[DOCUMENT SOURCE]
/---

Les programmes que portent ces partis sont marqués aujourd’hui par un antilibéralisme radical. Comme les luttes réellement existantes (et que nous soutenons bien entendu) ont le plus souvent pour l’instant ce même horizon antilibéral, on constate par définition de larges plages d’accords avec notre propre programme d’urgence (par exemple celui adopté au Congrès du NPA, « sortir de la crise »). Mais, sans aucun risque de se tromper, on peut avancer que même ce programme antilibéral est impossible à réaliser avec une telle stratégie trop limitée. De plus des effets négatifs de ces choix stratégiques globaux se font et se feront sentir au quotidien des luttes, surtout si celles-ci posent avec une certaine ampleur la question d’un mouvement d’ensemble. C’est la grande absence, logique, de la campagne du FG : celle de la portée autonome du mouvement social (et des mouvements sociaux dans leur diversité).
Mélenchon fait bien mieux que ce qui lui était promis à l’automne. Mais moins bien évidemment que ce qu’espérait le FG. Finalement, la somme des pourcentages à gauche de la gauche est à son niveau de 2002. Une déception, et une nouvelle preuve qu’il n’est pas si facile de surmonter sur le seul plan électoral les échecs du mouvement social.
L’avenir maintenant. Mélenchon annonce, à juste titre, la nécessité de la résistance aux marchés qui ne manqueront pas d’attaquer même les faibles vélléités de Hollande. Mais comment, une fois les élections passées ? Dans le sillage des politiques menées par les directions des grandes confédérations syndicales ? Plus profondément encore, le partage des tâches, de type social-démocrate, entre le mouvement social, subordonné en fait sous couvert de « respect », et le « débouché électoral » comme visée principale, ce partage est au cœur du positionnement réformiste global, même de gauche. Enfin il faut noter les accommodements subséquents inévitables au jour le jour dans la gestion des collectivités locales avec le PS (plus pour le PC que pour le PG, mais difficile de juger pour ce dernier pour cause de faiblesse fondamentale de sa présence institutionnelle).
7. Cela dit, du fait de la permanence de la droite au pouvoir pendant plusieurs années ; du fait de l’échec de nombreuses tentatives de renverser les politiques libérales par des mouvements sociaux d’ensemble ; et enfin du fait des erreurs commises par les forces les plus à gauche (et encore la plus récente, liée aux positionnements fondamentaux inadaptés de la campagne de Philippe Poutou), le balancier est désormais du côté des secteurs les moins radicaux dans ce champ. On ne peut savoir combien de temps il en sera ainsi. De plus l’hégémonie conquise n’est jamais totale. Il en aurait été de même si l’influence de la gauche radicale avait été maintenue à un haut niveau. Elle non plus n’aurait pas été totale. La faiblesse globale de l’encadrement politique laisse inévitablement des zones importantes hors du corsetage par un parti, quel qu’il soit. En l’occurrence resteront hors de cette hégémonie nouvelle les secteurs, affaiblis, hostiles à tout front durable avec les options réformistes (comme ceux influencés par LO ou d’autres à l’intérieur du NPA). Mais aussi des secteurs sociaux divers : ceux heurtés par les conséquences du « républicanisme », ceux rétifs à toute politique « institutionnelle » (comme encore d’autres secteurs du NPA, et même si les mouvements Indignés sont faibles en France), et d’autres encore potentiellement, en particulier dans les quartiers populaires. Mais, comme l’a montré l’expérience du NPA, en l’absence d’une visée politique commune et tant que le mouvement des masses lui-même n’en impose pas une, ces secteurs demeureront hétérogènes. Influents par moments, mais trop faibles socialement et trop hétérogènes politiquement pour se constituer en assise solide pour une perspective marxiste révolutionnaire cohérente. Pour qu’il en soit ainsi, le choix politique doit d’abord commander. Pour toute une période à gauche de la gauche, ce choix est lié au positionnement global vis-à-vis de la gestion gouvernementale social-libérale. En alliance avec elle, hors d’elle ou contre elle.

\---

[Données d'annotation de localisation d'objets]

/---

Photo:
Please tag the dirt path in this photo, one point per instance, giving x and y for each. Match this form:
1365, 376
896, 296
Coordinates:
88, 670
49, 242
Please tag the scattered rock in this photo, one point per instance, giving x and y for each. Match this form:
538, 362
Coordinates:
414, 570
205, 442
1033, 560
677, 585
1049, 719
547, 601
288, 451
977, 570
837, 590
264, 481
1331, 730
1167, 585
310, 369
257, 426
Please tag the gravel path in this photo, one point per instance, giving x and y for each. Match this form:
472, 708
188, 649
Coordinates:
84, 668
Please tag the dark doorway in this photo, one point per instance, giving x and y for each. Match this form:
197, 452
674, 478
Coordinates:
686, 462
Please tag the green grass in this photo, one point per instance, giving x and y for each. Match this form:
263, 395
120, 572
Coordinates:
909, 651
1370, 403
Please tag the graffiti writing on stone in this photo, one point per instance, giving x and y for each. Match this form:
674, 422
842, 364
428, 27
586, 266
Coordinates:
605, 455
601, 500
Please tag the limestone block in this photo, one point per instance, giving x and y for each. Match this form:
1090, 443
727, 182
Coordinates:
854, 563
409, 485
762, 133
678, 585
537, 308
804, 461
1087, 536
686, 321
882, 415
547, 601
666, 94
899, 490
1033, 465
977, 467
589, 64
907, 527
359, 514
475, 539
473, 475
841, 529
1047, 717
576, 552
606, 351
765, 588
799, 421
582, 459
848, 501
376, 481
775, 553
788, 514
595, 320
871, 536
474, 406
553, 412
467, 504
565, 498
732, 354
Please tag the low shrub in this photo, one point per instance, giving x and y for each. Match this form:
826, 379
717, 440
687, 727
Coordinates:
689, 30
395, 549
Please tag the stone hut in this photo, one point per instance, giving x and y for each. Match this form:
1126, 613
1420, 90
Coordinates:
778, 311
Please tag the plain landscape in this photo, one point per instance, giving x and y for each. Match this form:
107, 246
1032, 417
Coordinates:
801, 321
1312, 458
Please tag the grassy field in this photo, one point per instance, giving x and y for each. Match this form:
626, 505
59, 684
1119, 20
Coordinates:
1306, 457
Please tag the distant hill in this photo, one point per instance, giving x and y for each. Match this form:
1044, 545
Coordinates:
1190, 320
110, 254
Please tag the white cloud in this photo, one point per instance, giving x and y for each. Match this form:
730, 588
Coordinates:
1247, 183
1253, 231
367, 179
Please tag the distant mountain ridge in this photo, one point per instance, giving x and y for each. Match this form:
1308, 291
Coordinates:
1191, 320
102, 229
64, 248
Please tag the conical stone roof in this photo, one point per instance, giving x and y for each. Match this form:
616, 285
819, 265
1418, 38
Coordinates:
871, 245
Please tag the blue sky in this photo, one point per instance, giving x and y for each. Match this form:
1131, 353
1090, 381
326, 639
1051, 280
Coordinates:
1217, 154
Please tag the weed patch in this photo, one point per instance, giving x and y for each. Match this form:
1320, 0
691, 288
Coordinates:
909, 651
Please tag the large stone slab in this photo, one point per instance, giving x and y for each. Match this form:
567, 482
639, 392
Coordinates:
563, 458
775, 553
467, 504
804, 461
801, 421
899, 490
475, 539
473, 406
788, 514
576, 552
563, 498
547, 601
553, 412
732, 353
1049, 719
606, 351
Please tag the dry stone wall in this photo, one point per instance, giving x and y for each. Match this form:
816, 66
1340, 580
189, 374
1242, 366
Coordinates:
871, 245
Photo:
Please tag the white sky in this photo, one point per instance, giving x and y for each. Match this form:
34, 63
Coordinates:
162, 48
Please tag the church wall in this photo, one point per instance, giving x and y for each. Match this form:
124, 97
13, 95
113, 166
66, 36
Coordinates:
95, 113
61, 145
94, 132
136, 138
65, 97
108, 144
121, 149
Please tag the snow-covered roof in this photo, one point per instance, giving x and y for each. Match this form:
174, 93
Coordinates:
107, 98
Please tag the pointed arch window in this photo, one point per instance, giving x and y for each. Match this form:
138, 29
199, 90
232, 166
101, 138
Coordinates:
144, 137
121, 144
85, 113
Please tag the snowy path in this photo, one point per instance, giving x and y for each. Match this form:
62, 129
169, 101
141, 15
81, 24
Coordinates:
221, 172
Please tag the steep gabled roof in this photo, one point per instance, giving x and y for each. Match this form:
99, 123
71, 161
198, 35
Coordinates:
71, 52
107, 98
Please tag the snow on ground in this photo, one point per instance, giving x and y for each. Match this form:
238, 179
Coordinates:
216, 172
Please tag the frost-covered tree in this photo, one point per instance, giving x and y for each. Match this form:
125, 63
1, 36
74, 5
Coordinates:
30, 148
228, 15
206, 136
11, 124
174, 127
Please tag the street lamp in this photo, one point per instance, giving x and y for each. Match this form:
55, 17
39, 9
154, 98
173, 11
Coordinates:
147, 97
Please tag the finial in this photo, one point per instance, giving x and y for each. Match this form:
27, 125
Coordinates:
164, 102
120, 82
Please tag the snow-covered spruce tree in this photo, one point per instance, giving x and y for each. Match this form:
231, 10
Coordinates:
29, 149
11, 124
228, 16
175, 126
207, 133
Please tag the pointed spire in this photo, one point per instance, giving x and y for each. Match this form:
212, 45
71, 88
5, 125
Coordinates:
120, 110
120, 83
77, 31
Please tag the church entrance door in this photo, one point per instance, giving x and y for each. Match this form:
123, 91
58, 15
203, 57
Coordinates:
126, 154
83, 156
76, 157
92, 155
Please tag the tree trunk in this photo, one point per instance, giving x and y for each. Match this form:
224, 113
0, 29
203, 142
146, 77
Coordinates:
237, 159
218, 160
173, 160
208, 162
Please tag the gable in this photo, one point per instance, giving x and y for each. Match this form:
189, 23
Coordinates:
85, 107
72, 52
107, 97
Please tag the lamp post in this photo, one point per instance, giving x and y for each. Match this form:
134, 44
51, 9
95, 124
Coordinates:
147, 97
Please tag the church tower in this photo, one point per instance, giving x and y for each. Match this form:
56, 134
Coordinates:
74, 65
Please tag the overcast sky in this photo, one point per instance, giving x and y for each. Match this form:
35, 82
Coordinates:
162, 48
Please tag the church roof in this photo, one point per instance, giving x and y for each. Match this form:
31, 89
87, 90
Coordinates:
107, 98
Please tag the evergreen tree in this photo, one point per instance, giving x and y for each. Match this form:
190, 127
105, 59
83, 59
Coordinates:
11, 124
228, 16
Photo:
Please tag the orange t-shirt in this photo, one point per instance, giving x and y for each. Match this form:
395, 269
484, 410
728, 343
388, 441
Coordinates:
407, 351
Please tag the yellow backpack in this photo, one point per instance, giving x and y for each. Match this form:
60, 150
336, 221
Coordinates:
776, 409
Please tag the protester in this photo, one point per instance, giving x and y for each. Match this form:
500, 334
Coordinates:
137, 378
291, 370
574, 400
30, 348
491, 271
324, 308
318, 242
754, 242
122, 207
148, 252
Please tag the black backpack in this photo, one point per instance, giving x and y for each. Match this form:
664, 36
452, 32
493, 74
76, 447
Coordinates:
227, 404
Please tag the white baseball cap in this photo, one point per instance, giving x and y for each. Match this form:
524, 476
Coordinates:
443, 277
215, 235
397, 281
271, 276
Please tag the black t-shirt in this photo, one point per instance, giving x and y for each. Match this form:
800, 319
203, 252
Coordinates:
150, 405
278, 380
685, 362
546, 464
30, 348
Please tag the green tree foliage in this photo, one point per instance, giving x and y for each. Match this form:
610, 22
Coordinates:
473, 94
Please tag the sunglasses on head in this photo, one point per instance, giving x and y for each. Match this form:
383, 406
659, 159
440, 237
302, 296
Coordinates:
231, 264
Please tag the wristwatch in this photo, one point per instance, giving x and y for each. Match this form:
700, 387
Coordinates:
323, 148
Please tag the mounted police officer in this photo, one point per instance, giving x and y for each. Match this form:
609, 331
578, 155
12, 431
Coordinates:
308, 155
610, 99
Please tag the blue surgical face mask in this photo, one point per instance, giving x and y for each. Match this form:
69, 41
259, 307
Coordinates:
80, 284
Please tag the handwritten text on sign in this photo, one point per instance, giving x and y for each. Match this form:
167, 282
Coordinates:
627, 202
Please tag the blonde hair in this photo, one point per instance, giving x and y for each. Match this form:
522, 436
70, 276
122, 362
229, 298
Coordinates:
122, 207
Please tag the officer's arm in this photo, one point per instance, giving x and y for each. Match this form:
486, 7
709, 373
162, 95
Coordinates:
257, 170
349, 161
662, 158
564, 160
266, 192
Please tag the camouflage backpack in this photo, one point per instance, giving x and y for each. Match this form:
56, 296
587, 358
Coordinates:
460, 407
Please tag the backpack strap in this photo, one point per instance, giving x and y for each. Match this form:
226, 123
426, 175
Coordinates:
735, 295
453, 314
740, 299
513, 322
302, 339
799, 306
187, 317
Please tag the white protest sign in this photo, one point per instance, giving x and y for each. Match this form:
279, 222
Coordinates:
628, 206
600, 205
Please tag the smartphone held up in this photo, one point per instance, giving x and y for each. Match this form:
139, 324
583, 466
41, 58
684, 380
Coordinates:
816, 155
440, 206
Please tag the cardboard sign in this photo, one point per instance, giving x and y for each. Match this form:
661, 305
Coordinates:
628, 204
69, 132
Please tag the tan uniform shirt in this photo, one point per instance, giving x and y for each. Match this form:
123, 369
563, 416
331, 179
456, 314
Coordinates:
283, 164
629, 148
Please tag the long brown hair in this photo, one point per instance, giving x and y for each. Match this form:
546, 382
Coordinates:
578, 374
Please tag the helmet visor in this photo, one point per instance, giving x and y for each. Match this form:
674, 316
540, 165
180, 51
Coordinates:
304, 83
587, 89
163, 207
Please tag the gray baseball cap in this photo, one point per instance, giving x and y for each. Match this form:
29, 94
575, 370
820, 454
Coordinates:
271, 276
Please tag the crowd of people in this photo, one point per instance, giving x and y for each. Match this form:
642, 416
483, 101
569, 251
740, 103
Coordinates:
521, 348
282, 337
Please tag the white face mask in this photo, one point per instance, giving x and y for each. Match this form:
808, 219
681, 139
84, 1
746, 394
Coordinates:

\---

[VOS TÂCHES]
- a) Les affirmations suivantes concordent-elles avec le document source ? (i) La somme des pourcentages à gauche de la gauche est revenue à son niveau de 2002. (ii) Mélenchon a obtenu un résultat inférieur à ce qui lui était promis à l'automne. (iii) Les mouvements Indignés sont forts en France. Pour chacune, répondez par oui ou par non en citant mot pour mot les termes décisifs du texte.
- b) Affichez chaque ligne des enregistrements qui contient la chaîne « covered ». La casse compte.

[SOLUTIONS PAR TÂCHE]
- a)
(i) Oui : « la somme des pourcentages à gauche de la gauche est à son niveau de 2002 ».
(ii) Non : « Mélenchon fait bien mieux que ce qui lui était promis à l’automne ».
(iii) Non : « même si les mouvements Indignés sont faibles en France ».

- b)
Please tag the snow-covered roof in this photo, one point per instance, giving x and y for each. Match this form:
Please tag the frost-covered tree in this photo, one point per instance, giving x and y for each. Match this form:
Please tag the snow-covered spruce tree in this photo, one point per instance, giving x and y for each. Match this form:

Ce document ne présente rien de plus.